## begin SUPPLIED INFORMATION

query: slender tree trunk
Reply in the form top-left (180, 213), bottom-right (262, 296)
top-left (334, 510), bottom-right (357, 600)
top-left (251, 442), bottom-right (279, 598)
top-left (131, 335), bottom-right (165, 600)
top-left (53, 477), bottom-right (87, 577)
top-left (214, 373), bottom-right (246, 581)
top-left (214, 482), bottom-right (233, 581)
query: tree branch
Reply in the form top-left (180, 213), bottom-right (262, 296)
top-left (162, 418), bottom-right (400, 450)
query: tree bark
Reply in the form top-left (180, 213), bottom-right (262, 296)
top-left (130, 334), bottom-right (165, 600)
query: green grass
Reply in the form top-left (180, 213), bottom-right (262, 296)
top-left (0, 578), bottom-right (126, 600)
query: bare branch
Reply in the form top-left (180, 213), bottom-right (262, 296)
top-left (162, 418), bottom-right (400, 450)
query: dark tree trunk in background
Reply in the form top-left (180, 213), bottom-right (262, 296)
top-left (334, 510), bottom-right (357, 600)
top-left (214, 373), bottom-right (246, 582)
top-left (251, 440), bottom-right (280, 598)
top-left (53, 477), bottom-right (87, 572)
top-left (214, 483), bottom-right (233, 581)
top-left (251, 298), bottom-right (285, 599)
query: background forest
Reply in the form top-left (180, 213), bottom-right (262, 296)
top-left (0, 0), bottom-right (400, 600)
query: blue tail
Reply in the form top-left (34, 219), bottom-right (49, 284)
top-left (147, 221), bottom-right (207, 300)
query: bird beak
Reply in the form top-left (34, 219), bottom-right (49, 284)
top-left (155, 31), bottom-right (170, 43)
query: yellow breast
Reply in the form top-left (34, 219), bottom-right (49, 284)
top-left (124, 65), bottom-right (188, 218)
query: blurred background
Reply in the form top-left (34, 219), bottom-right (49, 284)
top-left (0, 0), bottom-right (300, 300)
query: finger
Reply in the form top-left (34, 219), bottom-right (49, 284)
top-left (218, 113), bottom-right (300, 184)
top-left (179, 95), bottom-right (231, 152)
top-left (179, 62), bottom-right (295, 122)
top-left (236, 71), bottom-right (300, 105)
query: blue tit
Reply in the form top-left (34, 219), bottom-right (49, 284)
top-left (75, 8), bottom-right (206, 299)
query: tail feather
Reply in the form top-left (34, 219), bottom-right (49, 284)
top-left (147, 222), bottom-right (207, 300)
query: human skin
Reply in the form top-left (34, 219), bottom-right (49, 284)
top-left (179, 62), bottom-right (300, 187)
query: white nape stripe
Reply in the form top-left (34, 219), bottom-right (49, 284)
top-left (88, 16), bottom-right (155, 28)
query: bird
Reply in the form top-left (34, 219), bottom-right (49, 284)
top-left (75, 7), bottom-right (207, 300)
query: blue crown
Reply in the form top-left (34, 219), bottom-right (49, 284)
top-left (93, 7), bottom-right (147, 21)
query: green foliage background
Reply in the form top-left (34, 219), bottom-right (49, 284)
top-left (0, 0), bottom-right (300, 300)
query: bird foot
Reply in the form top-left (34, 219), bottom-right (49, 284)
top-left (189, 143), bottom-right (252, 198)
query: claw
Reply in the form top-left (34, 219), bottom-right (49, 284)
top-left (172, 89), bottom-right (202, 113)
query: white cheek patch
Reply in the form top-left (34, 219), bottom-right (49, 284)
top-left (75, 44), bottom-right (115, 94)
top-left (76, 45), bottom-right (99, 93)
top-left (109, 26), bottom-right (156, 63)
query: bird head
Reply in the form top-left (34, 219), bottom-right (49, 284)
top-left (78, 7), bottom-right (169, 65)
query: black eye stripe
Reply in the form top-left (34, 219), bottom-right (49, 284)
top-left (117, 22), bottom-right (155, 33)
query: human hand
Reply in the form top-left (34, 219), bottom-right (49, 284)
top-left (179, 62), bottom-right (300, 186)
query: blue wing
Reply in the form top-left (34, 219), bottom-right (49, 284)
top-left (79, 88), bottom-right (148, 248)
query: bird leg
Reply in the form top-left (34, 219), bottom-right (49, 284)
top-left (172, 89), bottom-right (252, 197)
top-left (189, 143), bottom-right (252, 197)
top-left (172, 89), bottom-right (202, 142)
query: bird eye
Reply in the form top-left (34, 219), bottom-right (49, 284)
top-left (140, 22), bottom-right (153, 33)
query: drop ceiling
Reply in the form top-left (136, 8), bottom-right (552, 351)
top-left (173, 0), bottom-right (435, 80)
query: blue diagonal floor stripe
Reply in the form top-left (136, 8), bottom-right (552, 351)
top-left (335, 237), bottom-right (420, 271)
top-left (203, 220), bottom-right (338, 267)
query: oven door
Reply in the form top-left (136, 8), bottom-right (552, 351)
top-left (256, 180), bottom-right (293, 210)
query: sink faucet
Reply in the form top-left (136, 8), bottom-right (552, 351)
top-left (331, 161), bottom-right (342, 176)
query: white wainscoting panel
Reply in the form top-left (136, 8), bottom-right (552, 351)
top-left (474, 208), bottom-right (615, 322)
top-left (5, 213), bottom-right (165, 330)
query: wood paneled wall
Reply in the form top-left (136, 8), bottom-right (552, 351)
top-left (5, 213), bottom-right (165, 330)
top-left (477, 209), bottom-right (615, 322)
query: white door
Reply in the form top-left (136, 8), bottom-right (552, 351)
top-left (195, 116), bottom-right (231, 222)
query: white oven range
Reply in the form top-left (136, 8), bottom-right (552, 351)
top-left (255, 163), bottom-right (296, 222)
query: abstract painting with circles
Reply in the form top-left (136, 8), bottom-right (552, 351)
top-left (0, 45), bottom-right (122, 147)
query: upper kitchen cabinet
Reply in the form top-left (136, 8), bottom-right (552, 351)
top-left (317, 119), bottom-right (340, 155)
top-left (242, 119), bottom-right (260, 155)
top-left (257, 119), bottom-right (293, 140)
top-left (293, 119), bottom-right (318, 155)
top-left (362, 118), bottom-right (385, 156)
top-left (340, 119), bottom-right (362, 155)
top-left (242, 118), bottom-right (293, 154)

## end SUPPLIED INFORMATION

● WRITTEN TASK
Please lay out the items above as a Markdown table with two columns, Number and Line, giving each nonblank line its own row and leaving out blank lines.

● THE OUTPUT
| Number | Line |
|---|---|
| 1 | query: slender tree trunk |
| 2 | Reply in the form top-left (180, 213), bottom-right (262, 296) |
| 3 | top-left (334, 510), bottom-right (357, 600) |
| 4 | top-left (251, 442), bottom-right (279, 598) |
| 5 | top-left (131, 335), bottom-right (165, 600) |
| 6 | top-left (53, 477), bottom-right (87, 577) |
| 7 | top-left (214, 373), bottom-right (246, 581) |
| 8 | top-left (214, 482), bottom-right (233, 581) |
| 9 | query: tree branch |
| 10 | Reply in the form top-left (180, 213), bottom-right (262, 296) |
| 11 | top-left (162, 418), bottom-right (400, 450) |
| 12 | query: tree bark |
| 13 | Reply in the form top-left (180, 213), bottom-right (262, 296) |
| 14 | top-left (130, 334), bottom-right (165, 600) |
| 15 | query: green grass |
| 16 | Reply in the form top-left (180, 213), bottom-right (262, 296) |
| 17 | top-left (0, 578), bottom-right (126, 600) |
| 18 | query: bare branch |
| 19 | Reply in the form top-left (180, 213), bottom-right (262, 296) |
| 20 | top-left (162, 418), bottom-right (400, 450) |
| 21 | query: dark tree trunk in background |
| 22 | Reply in the form top-left (180, 213), bottom-right (262, 296) |
| 23 | top-left (334, 510), bottom-right (357, 600) |
| 24 | top-left (214, 373), bottom-right (246, 582) |
| 25 | top-left (251, 440), bottom-right (280, 598) |
| 26 | top-left (53, 477), bottom-right (87, 572) |
| 27 | top-left (214, 483), bottom-right (233, 581) |
| 28 | top-left (251, 298), bottom-right (285, 599) |
| 29 | query: background forest |
| 30 | Reply in the form top-left (180, 213), bottom-right (262, 296) |
| 31 | top-left (0, 0), bottom-right (400, 600) |
| 32 | query: blue tail |
| 33 | Reply in the form top-left (34, 219), bottom-right (49, 284) |
| 34 | top-left (147, 221), bottom-right (207, 300) |
| 35 | query: bird beak |
| 36 | Reply in the form top-left (34, 219), bottom-right (49, 284) |
| 37 | top-left (155, 31), bottom-right (170, 43) |
| 38 | query: yellow breast |
| 39 | Reply in the form top-left (34, 219), bottom-right (49, 284) |
| 40 | top-left (124, 65), bottom-right (188, 218) |
| 41 | query: blurred background |
| 42 | Reply in the form top-left (34, 219), bottom-right (49, 284) |
| 43 | top-left (0, 0), bottom-right (300, 300) |
| 44 | query: finger |
| 45 | Reply in the form top-left (34, 219), bottom-right (49, 284) |
| 46 | top-left (218, 113), bottom-right (300, 184) |
| 47 | top-left (179, 95), bottom-right (231, 152) |
| 48 | top-left (179, 62), bottom-right (295, 122) |
| 49 | top-left (236, 71), bottom-right (300, 105) |
| 50 | query: blue tit |
| 51 | Reply in the form top-left (34, 219), bottom-right (49, 284) |
| 52 | top-left (75, 8), bottom-right (206, 299) |
| 53 | query: tail feather |
| 54 | Reply in the form top-left (34, 219), bottom-right (49, 284) |
| 55 | top-left (147, 222), bottom-right (207, 300) |
| 56 | query: human skin |
| 57 | Reply in the form top-left (34, 219), bottom-right (49, 284) |
| 58 | top-left (179, 62), bottom-right (300, 187) |
| 59 | query: white nape stripe |
| 60 | Reply in the form top-left (34, 219), bottom-right (49, 284) |
| 61 | top-left (88, 16), bottom-right (155, 28) |
| 62 | query: bird |
| 63 | Reply in the form top-left (34, 219), bottom-right (49, 284) |
| 64 | top-left (75, 7), bottom-right (207, 300) |
| 65 | query: blue crown |
| 66 | Reply in the form top-left (34, 219), bottom-right (49, 284) |
| 67 | top-left (93, 7), bottom-right (147, 21) |
| 68 | query: green foliage background |
| 69 | Reply in the form top-left (34, 219), bottom-right (49, 284) |
| 70 | top-left (0, 0), bottom-right (300, 300) |
| 71 | query: bird foot |
| 72 | Reply in the form top-left (34, 219), bottom-right (49, 284) |
| 73 | top-left (189, 143), bottom-right (252, 198) |
| 74 | query: claw |
| 75 | Reply in the form top-left (34, 219), bottom-right (49, 284) |
| 76 | top-left (172, 89), bottom-right (202, 113) |
| 77 | query: white cheek patch |
| 78 | Reply in the form top-left (34, 219), bottom-right (49, 284) |
| 79 | top-left (75, 44), bottom-right (115, 94) |
| 80 | top-left (76, 45), bottom-right (99, 93) |
| 81 | top-left (109, 26), bottom-right (156, 63) |
| 82 | query: bird head |
| 83 | Reply in the form top-left (34, 219), bottom-right (49, 284) |
| 84 | top-left (78, 7), bottom-right (169, 65) |
| 85 | query: black eye stripe |
| 86 | Reply in the form top-left (34, 219), bottom-right (49, 284) |
| 87 | top-left (117, 22), bottom-right (155, 33) |
| 88 | query: human hand |
| 89 | Reply in the form top-left (34, 219), bottom-right (49, 284) |
| 90 | top-left (179, 62), bottom-right (300, 186) |
| 91 | query: blue wing |
| 92 | Reply in the form top-left (34, 219), bottom-right (49, 284) |
| 93 | top-left (79, 88), bottom-right (148, 248) |
| 94 | query: bird leg |
| 95 | Reply in the form top-left (34, 219), bottom-right (49, 284) |
| 96 | top-left (172, 89), bottom-right (252, 197) |
| 97 | top-left (189, 143), bottom-right (252, 197) |
| 98 | top-left (172, 89), bottom-right (202, 142) |
| 99 | query: bird eye |
| 100 | Reply in the form top-left (34, 219), bottom-right (49, 284) |
| 101 | top-left (140, 22), bottom-right (153, 33) |
| 102 | query: drop ceiling |
| 103 | Reply in the form top-left (136, 8), bottom-right (552, 351) |
| 104 | top-left (173, 0), bottom-right (435, 80) |
| 105 | query: blue diagonal floor stripe |
| 106 | Reply in the form top-left (136, 8), bottom-right (552, 351) |
| 107 | top-left (335, 237), bottom-right (420, 271) |
| 108 | top-left (203, 220), bottom-right (338, 267) |
| 109 | query: oven door |
| 110 | Reply in the form top-left (136, 8), bottom-right (552, 351) |
| 111 | top-left (256, 180), bottom-right (293, 210) |
| 112 | query: sink faucet |
| 113 | Reply in the form top-left (136, 8), bottom-right (552, 351) |
| 114 | top-left (331, 161), bottom-right (342, 176) |
| 115 | query: white wainscoting panel |
| 116 | Reply in the form top-left (136, 8), bottom-right (552, 351) |
| 117 | top-left (474, 208), bottom-right (615, 322) |
| 118 | top-left (5, 213), bottom-right (165, 330) |
| 119 | query: wood paneled wall |
| 120 | Reply in the form top-left (136, 8), bottom-right (552, 351) |
| 121 | top-left (5, 213), bottom-right (165, 330) |
| 122 | top-left (477, 209), bottom-right (615, 322) |
| 123 | query: white door |
| 124 | Reply in the form top-left (136, 8), bottom-right (552, 351) |
| 125 | top-left (195, 116), bottom-right (231, 222) |
| 126 | query: white oven range |
| 127 | Reply in the form top-left (136, 8), bottom-right (552, 351) |
| 128 | top-left (255, 163), bottom-right (296, 222) |
| 129 | query: abstract painting with circles |
| 130 | Reply in the form top-left (136, 8), bottom-right (552, 351) |
| 131 | top-left (0, 45), bottom-right (122, 147) |
| 132 | query: upper kitchen cabinet |
| 133 | Reply in the form top-left (136, 8), bottom-right (552, 351) |
| 134 | top-left (317, 119), bottom-right (340, 155) |
| 135 | top-left (242, 119), bottom-right (260, 155) |
| 136 | top-left (257, 119), bottom-right (293, 140) |
| 137 | top-left (293, 119), bottom-right (318, 155) |
| 138 | top-left (362, 118), bottom-right (385, 156) |
| 139 | top-left (340, 119), bottom-right (362, 155) |
| 140 | top-left (242, 118), bottom-right (293, 154) |